* USING THE INFORMATION *
1 – Duplicate the stretch of the passage about Lashlee's offense from "First up, though, is" through "with better tempo.".
2 – In the passage about Lashlee's offense, who was named the starting quarterback?
3 – Rewrite the paragraph of the passage about Lashlee's offense that begins "Lashlee is relying on that positive attitude" as a short list of its main facts.

── GIVEN TEXT ──

Lashlee is relying on that positive attitude heading into Saturday's 8 p.m. season-opener against Clemson in Jordan-Hare Stadium after tweaking his offense. Sean White was named the starting quarterback in the middle of preseason work. Lashlee will have a new 1-2 punch at running back and bunch of freshmen receivers in backup roles. The experience comes in the offensive line.

First up, though, is putting the offense back in hyper-drive.

"The biggest keys for us this year is we've got to focus on more explosive plays, something we weren't good at last year, but have been good in the past," he said. "We've got to generate explosive plays in our league because it's hard to drive the field consistently. The one thing that can help that is to play with better tempo.

"We're really forcing the issue and emphasizing explosive plays, and making the critical plays in the critical moments to win those close plays."

"That," said coach Gus Malzahn "was the edge of ours in the past, and that's got to be the same this coming year."

───
── EXTRACTED DATA ──

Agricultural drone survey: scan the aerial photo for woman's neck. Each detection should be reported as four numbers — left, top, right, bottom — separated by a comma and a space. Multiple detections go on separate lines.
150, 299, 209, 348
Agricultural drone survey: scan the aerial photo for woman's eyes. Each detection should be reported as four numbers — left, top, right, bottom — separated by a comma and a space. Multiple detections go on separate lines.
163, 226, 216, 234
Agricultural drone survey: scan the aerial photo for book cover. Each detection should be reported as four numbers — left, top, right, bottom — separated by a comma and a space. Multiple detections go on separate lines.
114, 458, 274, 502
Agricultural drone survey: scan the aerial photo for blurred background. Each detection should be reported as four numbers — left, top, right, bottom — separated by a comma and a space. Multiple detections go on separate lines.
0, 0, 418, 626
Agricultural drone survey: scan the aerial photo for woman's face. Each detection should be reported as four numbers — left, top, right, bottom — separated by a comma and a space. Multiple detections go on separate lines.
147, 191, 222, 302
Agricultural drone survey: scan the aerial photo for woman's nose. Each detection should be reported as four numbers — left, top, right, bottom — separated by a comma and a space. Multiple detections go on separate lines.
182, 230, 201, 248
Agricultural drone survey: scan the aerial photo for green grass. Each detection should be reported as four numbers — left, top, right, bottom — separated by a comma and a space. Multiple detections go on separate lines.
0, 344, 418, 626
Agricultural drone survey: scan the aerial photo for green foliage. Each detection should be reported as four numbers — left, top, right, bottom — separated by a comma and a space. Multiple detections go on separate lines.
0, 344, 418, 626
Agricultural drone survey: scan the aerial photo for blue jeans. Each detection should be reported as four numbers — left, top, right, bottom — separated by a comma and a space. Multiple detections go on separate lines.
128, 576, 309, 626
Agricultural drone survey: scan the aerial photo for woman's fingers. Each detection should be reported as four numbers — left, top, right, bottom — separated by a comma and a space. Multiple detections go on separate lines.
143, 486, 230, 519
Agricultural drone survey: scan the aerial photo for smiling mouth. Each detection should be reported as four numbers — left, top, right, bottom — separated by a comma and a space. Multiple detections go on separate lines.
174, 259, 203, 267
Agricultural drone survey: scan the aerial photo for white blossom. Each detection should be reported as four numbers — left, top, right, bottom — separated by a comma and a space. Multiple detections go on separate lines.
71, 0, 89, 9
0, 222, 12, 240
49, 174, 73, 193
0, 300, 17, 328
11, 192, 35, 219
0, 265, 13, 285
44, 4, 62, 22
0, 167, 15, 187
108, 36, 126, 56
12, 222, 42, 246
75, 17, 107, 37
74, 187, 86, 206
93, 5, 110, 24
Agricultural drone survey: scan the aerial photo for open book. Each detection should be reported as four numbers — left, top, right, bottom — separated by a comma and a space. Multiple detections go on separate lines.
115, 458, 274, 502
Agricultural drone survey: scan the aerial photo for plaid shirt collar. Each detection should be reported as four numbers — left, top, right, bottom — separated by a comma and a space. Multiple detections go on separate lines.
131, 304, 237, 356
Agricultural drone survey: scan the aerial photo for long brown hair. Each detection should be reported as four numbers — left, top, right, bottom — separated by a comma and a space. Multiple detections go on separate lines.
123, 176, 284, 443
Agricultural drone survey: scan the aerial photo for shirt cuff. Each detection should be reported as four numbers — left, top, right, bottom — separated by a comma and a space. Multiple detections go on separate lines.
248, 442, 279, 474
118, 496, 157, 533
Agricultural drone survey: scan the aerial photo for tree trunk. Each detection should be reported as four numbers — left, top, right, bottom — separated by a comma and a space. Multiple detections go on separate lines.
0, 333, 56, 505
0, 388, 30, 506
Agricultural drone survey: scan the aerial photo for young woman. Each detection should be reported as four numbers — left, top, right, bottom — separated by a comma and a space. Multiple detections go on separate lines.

───
── EXTRACTED DATA ──

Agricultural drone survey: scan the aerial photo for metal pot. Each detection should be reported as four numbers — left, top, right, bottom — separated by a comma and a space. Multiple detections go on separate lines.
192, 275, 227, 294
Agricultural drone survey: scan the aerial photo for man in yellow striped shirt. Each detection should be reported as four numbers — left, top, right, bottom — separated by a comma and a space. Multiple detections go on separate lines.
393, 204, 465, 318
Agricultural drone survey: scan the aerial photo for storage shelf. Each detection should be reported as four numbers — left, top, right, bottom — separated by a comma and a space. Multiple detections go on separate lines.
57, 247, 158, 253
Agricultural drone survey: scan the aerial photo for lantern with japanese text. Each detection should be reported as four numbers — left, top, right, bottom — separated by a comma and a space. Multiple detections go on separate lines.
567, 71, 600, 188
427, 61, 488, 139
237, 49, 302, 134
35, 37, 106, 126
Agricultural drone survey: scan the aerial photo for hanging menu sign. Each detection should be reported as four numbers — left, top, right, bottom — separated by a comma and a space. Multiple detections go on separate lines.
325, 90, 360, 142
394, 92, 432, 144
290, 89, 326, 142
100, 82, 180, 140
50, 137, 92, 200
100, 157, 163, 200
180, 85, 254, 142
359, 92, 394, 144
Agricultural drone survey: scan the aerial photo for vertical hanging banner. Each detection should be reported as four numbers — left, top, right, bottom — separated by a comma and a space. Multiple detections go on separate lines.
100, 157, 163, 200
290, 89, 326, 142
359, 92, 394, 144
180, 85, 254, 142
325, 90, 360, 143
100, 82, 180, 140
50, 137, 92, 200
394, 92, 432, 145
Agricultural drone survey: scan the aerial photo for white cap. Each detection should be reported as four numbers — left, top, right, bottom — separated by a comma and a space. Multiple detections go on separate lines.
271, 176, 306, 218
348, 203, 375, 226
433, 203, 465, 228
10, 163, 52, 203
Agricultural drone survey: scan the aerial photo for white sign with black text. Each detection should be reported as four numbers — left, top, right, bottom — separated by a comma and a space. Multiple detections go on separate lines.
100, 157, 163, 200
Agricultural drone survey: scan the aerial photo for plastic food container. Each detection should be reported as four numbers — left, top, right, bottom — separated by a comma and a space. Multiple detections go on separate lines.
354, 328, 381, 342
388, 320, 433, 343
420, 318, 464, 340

───

* ANSWERS FOR EACH ITEM *
1 –
First up, though, is putting the offense back in hyper-drive.

"The biggest keys for us this year is we've got to focus on more explosive plays, something we weren't good at last year, but have been good in the past," he said. "We've got to generate explosive plays in our league because it's hard to drive the field consistently. The one thing that can help that is to play with better tempo.

2 – Sean White was named the starting quarterback.

3 –
- Lashlee has tweaked his offense ahead of Saturday's 8 p.m. season-opener against Clemson in Jordan-Hare Stadium.
- Sean White was named the starting quarterback midway through preseason work.
- There is a new 1-2 punch at running back and several freshmen receivers in backup roles.
- The offensive line provides the experience.